[Input data Boundary: Start]

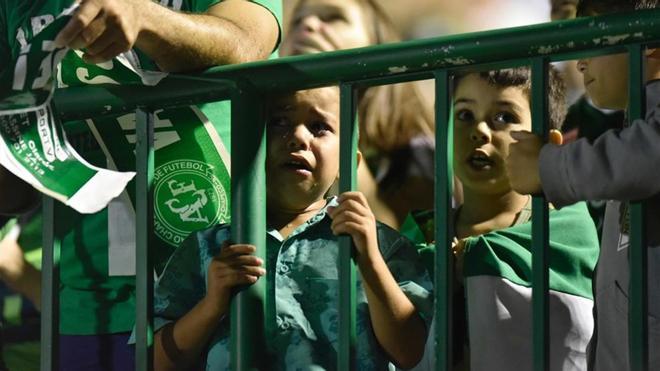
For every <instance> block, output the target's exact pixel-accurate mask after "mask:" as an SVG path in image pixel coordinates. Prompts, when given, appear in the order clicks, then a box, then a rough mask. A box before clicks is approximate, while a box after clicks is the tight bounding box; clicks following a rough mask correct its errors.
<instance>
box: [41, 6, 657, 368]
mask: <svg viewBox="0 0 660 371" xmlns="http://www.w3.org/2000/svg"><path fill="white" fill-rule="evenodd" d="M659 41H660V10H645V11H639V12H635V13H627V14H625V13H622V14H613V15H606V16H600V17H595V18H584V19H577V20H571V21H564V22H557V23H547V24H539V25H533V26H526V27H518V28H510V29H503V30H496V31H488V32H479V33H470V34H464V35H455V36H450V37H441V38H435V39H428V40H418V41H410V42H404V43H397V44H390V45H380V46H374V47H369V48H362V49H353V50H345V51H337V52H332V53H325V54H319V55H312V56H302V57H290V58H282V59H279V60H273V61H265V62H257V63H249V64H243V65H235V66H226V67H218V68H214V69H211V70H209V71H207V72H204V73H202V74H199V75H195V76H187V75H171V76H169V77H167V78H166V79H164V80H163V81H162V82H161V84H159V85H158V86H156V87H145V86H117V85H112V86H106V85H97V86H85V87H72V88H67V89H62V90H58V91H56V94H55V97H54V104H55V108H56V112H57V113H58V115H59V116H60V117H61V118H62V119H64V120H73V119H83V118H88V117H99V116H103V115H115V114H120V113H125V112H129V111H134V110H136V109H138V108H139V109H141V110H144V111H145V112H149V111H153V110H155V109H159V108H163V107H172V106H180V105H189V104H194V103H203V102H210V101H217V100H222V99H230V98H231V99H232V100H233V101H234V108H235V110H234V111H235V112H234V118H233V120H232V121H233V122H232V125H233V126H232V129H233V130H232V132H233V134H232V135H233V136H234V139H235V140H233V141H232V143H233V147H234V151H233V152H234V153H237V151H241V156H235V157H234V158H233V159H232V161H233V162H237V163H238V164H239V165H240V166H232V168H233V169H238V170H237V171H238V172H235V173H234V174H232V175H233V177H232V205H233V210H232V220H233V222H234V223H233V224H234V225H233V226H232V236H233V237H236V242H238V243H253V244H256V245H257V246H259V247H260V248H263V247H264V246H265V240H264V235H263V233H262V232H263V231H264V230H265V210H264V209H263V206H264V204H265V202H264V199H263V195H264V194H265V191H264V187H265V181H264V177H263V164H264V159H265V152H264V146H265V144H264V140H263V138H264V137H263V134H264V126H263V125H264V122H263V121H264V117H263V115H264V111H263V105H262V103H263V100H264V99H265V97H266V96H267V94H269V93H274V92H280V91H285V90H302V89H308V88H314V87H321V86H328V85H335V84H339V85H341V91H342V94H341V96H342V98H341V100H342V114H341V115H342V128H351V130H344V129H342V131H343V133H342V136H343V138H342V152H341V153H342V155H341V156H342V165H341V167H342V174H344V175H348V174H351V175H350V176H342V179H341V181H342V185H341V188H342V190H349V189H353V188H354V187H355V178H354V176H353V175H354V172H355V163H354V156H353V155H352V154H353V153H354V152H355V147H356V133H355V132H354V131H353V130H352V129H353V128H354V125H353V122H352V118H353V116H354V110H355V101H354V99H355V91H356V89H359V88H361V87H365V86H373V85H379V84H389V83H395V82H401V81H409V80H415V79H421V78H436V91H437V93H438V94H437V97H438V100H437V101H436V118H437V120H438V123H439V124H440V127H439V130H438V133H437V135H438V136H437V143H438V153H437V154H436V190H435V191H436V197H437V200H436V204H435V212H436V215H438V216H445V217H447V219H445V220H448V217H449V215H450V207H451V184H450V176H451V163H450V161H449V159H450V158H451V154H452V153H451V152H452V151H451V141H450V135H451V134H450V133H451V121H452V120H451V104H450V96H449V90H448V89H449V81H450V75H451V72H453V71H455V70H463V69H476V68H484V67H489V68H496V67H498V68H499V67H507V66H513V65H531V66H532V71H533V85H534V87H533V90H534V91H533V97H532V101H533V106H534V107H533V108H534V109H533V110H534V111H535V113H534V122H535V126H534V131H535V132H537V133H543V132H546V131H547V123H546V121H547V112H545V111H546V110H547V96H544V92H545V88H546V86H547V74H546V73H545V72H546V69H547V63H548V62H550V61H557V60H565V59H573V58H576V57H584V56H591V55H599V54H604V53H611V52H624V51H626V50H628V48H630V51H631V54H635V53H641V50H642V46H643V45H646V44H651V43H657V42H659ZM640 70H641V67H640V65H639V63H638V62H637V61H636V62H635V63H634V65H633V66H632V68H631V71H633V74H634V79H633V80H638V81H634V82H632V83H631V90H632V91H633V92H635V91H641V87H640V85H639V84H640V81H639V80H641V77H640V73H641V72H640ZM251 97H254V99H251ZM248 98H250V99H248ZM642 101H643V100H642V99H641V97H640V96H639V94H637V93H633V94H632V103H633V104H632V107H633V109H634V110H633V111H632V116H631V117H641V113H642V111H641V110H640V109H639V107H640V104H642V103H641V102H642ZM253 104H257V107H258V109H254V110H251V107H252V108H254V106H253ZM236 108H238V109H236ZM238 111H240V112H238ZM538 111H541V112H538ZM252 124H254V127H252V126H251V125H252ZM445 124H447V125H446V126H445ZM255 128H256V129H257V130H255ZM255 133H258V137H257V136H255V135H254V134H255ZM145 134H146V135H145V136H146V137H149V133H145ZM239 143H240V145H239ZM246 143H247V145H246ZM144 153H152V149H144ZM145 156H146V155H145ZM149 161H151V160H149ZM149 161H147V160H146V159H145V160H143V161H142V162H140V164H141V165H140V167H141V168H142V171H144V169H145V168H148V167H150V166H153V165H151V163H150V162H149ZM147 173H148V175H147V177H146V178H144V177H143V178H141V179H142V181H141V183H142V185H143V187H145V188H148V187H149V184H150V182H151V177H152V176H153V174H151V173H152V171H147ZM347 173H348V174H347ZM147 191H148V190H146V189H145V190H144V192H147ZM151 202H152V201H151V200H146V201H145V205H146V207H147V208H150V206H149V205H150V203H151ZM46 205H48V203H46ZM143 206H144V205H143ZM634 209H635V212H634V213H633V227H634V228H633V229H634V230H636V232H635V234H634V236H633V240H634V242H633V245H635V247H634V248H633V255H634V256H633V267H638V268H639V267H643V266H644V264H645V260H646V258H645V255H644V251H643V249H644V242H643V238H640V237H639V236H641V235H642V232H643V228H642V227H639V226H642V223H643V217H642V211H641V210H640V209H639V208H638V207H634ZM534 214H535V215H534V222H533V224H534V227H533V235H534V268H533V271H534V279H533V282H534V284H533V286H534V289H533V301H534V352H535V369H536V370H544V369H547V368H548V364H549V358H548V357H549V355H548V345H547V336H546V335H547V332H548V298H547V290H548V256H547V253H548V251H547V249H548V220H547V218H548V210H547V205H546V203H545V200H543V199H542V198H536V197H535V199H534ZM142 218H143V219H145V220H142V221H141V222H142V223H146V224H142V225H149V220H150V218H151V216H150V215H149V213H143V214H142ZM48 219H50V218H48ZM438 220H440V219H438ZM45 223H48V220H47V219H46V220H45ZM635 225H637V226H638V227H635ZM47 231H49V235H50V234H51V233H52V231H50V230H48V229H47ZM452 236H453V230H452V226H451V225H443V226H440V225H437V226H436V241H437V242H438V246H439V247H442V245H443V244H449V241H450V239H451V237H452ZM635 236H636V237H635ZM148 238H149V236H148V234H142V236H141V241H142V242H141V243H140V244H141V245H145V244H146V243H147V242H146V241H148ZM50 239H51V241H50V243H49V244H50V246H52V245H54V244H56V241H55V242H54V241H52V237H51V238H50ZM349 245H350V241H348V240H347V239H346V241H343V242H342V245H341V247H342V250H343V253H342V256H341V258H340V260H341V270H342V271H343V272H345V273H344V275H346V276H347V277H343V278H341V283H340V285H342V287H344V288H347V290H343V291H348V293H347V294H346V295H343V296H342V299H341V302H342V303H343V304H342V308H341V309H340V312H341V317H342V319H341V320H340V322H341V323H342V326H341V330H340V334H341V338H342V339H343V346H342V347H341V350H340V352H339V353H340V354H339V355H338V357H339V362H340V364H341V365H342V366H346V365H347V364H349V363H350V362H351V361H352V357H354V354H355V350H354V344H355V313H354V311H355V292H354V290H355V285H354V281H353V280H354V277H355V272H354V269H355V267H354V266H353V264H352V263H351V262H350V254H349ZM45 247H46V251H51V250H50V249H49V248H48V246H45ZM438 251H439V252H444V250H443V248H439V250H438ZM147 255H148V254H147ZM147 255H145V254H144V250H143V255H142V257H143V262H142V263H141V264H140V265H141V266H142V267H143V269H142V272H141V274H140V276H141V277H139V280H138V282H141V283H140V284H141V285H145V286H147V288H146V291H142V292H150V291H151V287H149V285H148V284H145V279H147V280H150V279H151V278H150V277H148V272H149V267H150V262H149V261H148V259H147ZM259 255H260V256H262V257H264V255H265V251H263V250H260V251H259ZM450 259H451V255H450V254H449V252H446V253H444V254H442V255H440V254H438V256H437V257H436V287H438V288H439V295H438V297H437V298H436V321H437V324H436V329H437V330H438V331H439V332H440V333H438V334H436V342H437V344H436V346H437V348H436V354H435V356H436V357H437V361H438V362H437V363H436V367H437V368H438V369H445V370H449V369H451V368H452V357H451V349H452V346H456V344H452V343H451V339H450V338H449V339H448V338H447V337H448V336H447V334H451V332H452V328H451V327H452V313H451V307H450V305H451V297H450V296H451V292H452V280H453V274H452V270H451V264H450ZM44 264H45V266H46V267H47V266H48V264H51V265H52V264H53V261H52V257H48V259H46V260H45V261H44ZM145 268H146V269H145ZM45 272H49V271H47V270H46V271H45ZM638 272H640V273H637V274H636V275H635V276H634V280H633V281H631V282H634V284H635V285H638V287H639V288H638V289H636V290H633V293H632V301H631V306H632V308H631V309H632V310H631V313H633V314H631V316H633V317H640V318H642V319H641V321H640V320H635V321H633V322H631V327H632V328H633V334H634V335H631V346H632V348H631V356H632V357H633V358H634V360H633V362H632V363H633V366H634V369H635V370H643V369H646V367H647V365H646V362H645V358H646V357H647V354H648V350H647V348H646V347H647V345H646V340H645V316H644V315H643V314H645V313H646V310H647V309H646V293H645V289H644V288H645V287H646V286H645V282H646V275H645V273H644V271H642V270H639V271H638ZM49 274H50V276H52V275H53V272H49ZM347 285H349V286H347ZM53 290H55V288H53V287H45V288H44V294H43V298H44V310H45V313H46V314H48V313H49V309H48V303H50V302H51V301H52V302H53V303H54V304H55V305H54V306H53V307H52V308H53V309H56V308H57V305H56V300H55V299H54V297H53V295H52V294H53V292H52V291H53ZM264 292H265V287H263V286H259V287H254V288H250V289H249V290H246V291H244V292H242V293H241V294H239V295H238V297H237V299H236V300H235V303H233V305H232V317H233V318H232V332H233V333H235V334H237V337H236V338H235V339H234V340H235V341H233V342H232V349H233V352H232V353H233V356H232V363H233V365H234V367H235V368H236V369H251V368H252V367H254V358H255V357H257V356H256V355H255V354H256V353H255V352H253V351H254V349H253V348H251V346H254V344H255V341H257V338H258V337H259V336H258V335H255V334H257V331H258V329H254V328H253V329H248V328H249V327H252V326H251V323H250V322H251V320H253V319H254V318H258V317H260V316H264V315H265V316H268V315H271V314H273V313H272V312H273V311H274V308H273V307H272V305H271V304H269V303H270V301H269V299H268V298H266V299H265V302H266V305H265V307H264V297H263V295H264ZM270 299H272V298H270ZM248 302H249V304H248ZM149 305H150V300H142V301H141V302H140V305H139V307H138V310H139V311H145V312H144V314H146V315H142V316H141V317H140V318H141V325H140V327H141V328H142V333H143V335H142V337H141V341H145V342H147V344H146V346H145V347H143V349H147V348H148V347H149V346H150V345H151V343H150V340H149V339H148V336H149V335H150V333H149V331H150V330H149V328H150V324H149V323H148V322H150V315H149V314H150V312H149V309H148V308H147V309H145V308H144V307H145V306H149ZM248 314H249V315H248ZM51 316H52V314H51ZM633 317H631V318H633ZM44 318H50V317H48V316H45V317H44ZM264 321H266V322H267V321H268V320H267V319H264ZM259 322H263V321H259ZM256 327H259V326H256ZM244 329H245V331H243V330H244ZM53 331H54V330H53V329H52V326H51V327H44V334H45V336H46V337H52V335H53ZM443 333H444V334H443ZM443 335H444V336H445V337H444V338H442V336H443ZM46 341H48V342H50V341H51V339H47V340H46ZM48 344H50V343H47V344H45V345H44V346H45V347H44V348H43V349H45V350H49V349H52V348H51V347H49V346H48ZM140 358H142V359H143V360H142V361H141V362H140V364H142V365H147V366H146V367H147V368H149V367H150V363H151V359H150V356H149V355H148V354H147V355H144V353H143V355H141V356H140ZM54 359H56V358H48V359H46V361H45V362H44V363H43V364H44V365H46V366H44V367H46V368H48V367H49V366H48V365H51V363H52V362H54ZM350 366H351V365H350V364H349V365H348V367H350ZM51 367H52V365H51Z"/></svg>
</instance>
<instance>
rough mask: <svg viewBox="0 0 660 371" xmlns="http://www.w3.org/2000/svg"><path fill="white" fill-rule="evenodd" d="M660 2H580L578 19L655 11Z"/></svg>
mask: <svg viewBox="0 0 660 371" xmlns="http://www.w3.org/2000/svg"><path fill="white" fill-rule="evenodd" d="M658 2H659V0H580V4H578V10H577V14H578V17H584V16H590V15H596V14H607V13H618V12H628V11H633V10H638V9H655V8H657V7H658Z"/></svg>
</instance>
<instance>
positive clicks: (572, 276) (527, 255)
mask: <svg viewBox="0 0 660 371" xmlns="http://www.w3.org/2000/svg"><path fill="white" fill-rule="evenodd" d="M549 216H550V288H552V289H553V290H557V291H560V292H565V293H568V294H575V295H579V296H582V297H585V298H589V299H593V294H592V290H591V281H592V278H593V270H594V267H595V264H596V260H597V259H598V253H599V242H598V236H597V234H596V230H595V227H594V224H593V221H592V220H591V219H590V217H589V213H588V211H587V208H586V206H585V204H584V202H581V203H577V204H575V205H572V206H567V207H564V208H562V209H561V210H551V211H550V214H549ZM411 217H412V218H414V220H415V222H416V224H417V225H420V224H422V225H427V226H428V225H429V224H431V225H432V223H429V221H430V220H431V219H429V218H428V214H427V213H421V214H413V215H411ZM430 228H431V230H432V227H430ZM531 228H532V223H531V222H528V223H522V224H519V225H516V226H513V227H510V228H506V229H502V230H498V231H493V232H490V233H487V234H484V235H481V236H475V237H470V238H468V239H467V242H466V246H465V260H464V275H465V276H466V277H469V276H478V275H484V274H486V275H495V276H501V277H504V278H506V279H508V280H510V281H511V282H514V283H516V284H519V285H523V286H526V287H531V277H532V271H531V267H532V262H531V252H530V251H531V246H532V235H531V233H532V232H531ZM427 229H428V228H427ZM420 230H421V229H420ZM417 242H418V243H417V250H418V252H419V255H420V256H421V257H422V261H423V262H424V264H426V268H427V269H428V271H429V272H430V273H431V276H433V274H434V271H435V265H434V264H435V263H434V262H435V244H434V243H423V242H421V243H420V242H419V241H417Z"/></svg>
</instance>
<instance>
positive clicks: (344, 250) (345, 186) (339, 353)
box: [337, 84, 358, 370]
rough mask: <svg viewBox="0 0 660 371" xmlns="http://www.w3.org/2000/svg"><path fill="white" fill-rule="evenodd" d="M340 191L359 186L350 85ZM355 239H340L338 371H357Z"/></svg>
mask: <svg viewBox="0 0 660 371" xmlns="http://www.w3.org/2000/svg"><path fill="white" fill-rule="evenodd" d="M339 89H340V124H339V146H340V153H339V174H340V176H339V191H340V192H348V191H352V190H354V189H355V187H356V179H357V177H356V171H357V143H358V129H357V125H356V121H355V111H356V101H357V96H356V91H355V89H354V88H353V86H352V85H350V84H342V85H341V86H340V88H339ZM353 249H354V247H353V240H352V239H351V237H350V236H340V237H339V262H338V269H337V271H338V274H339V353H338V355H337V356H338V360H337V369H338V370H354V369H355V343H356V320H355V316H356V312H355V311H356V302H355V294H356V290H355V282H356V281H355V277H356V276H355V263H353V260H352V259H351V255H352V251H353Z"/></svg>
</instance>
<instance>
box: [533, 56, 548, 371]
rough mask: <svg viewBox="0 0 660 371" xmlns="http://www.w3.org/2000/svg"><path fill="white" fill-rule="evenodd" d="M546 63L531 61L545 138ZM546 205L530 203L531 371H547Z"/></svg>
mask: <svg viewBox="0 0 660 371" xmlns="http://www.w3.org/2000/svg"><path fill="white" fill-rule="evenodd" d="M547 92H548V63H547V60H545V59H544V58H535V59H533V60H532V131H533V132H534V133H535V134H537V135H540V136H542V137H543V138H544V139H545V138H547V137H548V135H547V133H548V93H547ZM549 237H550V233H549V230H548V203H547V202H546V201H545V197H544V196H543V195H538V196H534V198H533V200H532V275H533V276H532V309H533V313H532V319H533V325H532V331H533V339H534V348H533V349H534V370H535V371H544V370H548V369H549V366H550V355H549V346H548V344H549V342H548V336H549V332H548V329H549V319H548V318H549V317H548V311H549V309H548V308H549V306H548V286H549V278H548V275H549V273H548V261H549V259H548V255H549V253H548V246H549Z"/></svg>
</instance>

[Input data Boundary: End]
[Input data Boundary: Start]

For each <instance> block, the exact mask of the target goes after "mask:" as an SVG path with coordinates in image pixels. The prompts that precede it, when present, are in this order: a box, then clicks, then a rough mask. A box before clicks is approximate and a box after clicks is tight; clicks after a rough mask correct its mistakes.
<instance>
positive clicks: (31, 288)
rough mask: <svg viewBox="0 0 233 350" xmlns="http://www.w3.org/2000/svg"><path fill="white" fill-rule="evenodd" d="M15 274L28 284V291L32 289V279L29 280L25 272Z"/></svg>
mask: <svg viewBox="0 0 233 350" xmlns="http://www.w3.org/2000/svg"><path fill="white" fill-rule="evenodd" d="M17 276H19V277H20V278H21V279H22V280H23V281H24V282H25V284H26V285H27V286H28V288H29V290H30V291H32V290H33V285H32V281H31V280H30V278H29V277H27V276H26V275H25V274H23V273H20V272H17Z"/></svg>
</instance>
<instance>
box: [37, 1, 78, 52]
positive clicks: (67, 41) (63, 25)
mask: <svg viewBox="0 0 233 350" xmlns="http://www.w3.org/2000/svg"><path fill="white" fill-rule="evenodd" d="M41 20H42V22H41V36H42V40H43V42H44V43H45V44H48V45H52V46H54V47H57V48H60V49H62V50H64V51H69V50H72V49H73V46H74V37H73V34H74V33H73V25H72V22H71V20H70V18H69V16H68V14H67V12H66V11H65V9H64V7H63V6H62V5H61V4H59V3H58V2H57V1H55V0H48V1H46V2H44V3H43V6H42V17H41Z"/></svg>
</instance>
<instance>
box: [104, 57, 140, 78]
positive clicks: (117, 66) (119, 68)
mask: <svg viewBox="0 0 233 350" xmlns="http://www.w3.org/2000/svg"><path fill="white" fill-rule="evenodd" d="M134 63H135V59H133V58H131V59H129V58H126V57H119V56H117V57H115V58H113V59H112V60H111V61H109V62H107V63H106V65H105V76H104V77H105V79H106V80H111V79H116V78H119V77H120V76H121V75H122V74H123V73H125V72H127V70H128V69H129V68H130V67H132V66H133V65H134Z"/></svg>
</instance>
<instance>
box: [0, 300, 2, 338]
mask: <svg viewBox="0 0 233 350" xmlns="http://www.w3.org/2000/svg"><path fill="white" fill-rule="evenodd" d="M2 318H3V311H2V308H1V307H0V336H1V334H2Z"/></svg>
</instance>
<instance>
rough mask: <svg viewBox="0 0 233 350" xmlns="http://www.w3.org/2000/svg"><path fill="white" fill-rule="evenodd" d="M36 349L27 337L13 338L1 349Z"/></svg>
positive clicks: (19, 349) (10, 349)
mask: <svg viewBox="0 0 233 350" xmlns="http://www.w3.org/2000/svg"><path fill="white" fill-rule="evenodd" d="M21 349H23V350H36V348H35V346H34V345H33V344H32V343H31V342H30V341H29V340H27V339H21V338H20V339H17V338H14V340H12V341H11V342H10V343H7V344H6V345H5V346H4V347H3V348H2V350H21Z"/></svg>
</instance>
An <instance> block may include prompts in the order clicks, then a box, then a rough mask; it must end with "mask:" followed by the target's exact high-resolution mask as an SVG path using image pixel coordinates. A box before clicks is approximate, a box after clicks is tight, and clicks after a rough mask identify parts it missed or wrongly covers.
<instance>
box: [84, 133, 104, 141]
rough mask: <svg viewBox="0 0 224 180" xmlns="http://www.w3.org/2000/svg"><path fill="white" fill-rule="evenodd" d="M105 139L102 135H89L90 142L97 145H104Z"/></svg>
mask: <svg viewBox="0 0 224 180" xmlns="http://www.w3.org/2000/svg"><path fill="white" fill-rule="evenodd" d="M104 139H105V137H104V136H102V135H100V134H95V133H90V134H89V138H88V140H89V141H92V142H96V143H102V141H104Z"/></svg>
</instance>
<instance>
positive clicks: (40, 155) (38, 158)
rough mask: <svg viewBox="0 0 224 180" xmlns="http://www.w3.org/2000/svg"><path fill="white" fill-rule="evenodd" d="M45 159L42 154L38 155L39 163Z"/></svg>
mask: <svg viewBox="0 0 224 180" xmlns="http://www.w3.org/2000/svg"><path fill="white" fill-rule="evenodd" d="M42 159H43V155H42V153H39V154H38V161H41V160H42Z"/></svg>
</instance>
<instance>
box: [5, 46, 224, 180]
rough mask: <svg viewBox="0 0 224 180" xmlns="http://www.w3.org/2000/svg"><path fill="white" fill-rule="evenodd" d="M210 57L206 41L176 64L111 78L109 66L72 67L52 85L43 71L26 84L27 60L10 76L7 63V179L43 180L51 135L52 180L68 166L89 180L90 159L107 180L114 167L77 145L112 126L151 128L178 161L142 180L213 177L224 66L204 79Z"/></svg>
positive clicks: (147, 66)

[Input data Boundary: End]

Assigned task: Copy out, unchanged, the stretch of the records from the line containing "For every <instance>" through the line containing "box: [41, 6, 657, 368]".

Solution to the problem:
For every <instance> block, output the target's exact pixel-accurate mask after "mask:" as an SVG path in image pixel coordinates. Prompts, when given, appear in the order clicks, then a box, then a rough mask. A box before clicks is approximate, while a box after clicks is the tight bounding box; clicks following a rough mask correct its errors.
<instance>
box: [41, 6, 657, 368]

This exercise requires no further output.